## Begin Listed entries
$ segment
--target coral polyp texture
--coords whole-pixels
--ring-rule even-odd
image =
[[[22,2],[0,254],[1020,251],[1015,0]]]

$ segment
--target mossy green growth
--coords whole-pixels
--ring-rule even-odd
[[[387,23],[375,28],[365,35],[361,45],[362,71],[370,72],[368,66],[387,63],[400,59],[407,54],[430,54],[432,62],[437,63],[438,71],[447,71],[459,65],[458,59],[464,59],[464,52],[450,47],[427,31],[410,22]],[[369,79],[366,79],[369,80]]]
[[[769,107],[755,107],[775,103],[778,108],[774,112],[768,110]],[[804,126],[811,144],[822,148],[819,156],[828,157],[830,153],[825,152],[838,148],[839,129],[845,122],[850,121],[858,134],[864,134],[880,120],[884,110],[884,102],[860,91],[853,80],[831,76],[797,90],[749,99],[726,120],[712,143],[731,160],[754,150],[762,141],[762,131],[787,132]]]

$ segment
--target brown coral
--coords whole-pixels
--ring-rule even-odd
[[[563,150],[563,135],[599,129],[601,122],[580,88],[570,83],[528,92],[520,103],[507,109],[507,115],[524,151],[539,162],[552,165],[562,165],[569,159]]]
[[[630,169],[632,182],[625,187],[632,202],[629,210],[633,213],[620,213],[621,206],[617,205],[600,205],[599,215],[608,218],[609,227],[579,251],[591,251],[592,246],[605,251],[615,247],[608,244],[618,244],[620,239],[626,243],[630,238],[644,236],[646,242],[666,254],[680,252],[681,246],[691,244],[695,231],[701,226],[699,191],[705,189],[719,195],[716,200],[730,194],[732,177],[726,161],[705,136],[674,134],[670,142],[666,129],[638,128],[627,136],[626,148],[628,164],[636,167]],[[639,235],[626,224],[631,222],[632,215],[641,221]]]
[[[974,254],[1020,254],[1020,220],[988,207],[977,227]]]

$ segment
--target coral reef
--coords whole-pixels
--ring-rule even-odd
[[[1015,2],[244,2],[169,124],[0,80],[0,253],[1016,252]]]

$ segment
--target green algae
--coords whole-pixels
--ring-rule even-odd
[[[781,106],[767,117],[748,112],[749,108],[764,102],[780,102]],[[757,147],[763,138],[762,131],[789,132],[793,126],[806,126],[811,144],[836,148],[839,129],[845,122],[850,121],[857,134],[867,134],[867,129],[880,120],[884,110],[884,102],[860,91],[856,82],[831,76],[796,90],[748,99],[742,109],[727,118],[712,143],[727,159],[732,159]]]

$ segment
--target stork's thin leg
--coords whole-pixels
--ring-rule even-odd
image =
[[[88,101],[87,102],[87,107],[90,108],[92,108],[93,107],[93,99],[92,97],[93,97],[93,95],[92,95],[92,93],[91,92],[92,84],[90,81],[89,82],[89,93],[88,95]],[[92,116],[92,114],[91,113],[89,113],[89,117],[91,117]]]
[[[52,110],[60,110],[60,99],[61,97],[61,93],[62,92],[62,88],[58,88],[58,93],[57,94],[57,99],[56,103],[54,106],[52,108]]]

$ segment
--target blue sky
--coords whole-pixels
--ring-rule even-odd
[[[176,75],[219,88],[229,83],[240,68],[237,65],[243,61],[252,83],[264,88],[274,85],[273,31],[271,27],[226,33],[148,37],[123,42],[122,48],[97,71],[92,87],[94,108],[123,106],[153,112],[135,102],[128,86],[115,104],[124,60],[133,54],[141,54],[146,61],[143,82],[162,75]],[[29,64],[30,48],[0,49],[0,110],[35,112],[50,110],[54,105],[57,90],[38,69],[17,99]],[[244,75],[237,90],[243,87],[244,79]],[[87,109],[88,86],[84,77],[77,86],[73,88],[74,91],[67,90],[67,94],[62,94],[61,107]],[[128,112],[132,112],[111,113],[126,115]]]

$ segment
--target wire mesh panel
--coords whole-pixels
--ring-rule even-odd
## End Listed entries
_Description of the task_
Render the listing, from its first line through the line containing "[[[1015,2],[244,2],[169,124],[0,80],[0,253],[1016,252]]]", as a numbered list, leaving out blank lines.

_Exercise output_
1. $ segment
2. --target coral polyp texture
3. --coords whole-pixels
4. --ring-rule even-odd
5. image =
6. [[[22,2],[0,254],[1020,251],[1015,0]]]
7. $ segment
8. --target mossy green growth
9. --coords whole-pixels
10. --ring-rule even-odd
11. [[[387,23],[375,28],[365,35],[361,45],[362,71],[370,72],[368,66],[387,63],[400,59],[407,54],[430,54],[432,62],[437,63],[438,71],[447,71],[459,65],[458,59],[464,59],[464,52],[450,47],[427,31],[410,22]],[[369,79],[366,79],[369,80]]]
12. [[[769,107],[755,107],[775,103],[778,108],[774,112],[768,110]],[[804,126],[811,144],[822,148],[819,156],[828,157],[830,153],[825,152],[838,148],[839,129],[845,122],[850,121],[858,134],[864,134],[880,120],[884,110],[884,102],[860,91],[853,80],[831,76],[797,90],[749,99],[726,120],[712,143],[731,160],[754,150],[762,141],[762,131],[787,132]]]
13. $ segment
14. --target brown coral
15. --coords whole-pixels
16. --ring-rule even-odd
17. [[[563,150],[563,135],[599,129],[601,122],[580,88],[570,83],[528,92],[520,103],[507,109],[507,115],[524,151],[539,162],[552,165],[562,165],[569,159]]]
18. [[[630,169],[632,182],[625,187],[632,202],[629,210],[633,213],[620,213],[621,206],[617,205],[600,205],[599,215],[608,218],[609,227],[579,251],[591,251],[592,246],[605,251],[615,247],[608,244],[618,244],[620,239],[626,243],[630,238],[644,236],[646,242],[666,254],[680,252],[681,246],[691,244],[695,231],[701,226],[699,191],[705,189],[719,195],[716,200],[730,194],[732,177],[726,161],[705,136],[674,134],[670,142],[666,129],[638,128],[627,136],[626,148],[628,164],[636,167]],[[639,235],[626,224],[631,222],[632,215],[641,221]]]
19. [[[974,254],[1020,254],[1020,220],[988,207],[977,227]]]
20. $ segment
21. --target coral reef
22. --coords whole-pixels
23. --ring-rule even-odd
24. [[[1015,2],[244,2],[169,124],[0,80],[0,253],[1016,252]]]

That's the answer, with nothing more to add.